The government has opted to keep the earnings trigger for automatic enrolment at £10,000 for 2022-23, despite some in the industry calling for it to be scrapped to bring in more low earners.

In a written statement published today (February 8), pensions minister Guy Opperman also opted to keep the qualifying earnings bands at their current level of £6,240 and £50,270.

The auto-enrolment policy means employees can only be auto-enrolled if they earn more than £10,000 in a single job, with contributions then calculated on earnings falling between the two bands.

Opperman said: “An objective of this year’s annual review of the AE earnings trigger and qualifying earnings band (the AE thresholds) is the continued stability of the policy. 

“We also want to ensure that our approach continues to encourage individuals to save towards their pensions whilst ensuring affordability. Our approach is designed so that everyone who is automatically enrolled continues to pay contributions on a meaningful proportion of their income.”

* * * * * * *

→ What this exercise asks:
a) In the article on the auto-enrolment earnings trigger, restate the paragraph beginning "The auto-enrolment policy means" more briefly, keeping its main facts.
b) Transcribe part of the article on the auto-enrolment earnings trigger word for word. Begin at the words "The government has" and stop after "of £6,240 and £50,270.".
The rows below the text come from a separate source.

* * * * * * *

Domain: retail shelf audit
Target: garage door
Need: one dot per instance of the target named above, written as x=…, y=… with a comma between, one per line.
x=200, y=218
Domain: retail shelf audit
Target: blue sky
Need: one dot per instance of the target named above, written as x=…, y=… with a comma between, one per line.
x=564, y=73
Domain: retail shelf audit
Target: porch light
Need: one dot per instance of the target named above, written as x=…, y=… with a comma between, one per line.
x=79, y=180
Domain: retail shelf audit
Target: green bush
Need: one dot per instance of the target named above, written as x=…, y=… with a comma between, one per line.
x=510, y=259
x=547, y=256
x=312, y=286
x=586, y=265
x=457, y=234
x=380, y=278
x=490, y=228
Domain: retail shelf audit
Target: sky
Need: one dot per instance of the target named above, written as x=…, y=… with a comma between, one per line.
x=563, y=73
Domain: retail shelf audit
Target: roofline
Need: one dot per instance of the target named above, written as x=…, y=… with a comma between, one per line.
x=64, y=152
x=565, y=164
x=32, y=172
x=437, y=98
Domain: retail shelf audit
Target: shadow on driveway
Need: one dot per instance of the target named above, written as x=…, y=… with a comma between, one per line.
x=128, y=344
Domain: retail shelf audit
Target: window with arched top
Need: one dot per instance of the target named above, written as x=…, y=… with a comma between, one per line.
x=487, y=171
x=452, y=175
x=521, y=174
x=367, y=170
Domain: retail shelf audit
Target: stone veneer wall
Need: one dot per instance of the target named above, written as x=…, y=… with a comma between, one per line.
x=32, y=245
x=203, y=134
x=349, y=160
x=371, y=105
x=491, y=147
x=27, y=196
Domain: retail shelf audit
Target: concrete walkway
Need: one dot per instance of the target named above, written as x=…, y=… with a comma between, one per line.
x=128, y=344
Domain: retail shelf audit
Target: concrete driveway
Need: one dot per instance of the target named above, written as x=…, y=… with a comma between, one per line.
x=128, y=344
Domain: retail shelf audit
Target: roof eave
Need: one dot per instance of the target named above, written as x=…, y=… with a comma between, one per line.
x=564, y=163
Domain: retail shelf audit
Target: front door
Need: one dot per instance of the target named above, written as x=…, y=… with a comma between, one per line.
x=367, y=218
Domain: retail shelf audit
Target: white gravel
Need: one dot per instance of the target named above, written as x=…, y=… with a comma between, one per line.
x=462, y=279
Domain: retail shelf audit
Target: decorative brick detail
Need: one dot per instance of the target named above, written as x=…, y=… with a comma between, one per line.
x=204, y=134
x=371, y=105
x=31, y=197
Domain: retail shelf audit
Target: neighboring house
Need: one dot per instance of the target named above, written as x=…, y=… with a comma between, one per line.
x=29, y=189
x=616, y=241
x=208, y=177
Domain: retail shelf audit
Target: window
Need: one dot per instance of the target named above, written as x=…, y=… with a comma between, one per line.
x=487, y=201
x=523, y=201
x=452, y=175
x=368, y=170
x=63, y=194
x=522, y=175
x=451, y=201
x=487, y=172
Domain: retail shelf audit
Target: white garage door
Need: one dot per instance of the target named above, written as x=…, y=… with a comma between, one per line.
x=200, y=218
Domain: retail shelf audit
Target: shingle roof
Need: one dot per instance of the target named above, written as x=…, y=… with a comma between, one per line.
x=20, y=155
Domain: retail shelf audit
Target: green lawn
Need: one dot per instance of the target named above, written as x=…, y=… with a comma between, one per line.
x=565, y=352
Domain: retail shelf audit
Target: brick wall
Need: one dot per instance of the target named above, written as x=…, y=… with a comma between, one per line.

* * * * * * *

→ Answers for the exercise:
a) Workers are auto-enrolled only if they earn over £10,000 in one job. Contributions are then worked out on the earnings that fall between the two bands.

b)
The government has opted to keep the earnings trigger for automatic enrolment at £10,000 for 2022-23, despite some in the industry calling for it to be scrapped to bring in more low earners.

In a written statement published today (February 8), pensions minister Guy Opperman also opted to keep the qualifying earnings bands at their current level of £6,240 and £50,270.